■ **Task description**: An exact copy of the lines from the one containing "of the black" to the end of the records below is required, and nothing else.

■ **Records for processing**:
◇ ◇ ◇ ◇ ◇ ◇ ◇
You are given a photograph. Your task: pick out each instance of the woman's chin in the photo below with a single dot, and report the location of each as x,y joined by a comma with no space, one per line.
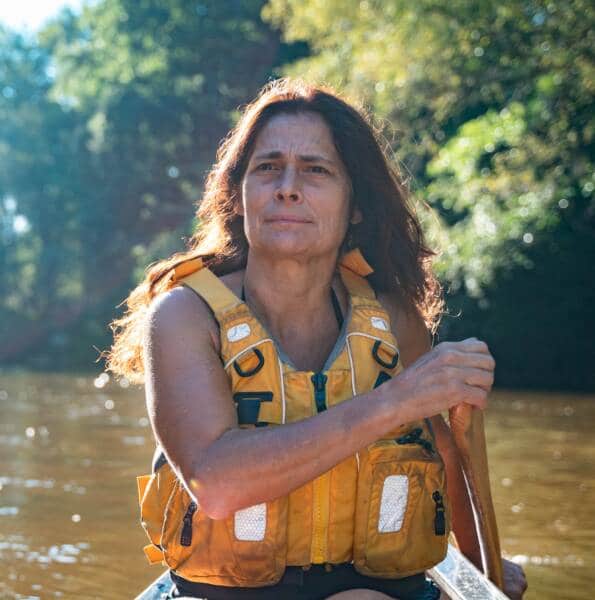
282,246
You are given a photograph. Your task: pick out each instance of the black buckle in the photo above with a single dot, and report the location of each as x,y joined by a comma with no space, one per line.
248,407
392,364
253,371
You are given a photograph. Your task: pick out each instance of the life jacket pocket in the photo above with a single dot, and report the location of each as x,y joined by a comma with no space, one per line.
247,549
402,514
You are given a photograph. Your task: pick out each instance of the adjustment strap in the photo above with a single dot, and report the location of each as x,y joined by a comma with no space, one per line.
◇ ◇ ◇ ◇ ◇ ◇ ◇
■ **Output for this exercise**:
You are given a photograph. Your task: pick out each instance of the black buckle in the photo above with a single dot, and report the location of each as x,y joined by a comma with no space, one per line.
248,407
392,364
253,371
You are given a photograph. Your task: pick out each instance of the life jacket pocket in the photo above with a single dot, and report the location of each as x,y joined by a comma with no space, one per line.
247,549
402,514
You are given a photograph. Your task: pick out each instance of the adjustment strap in the photo above with a single dot, and report the location of each as x,y joined by a comma with no space, one per line.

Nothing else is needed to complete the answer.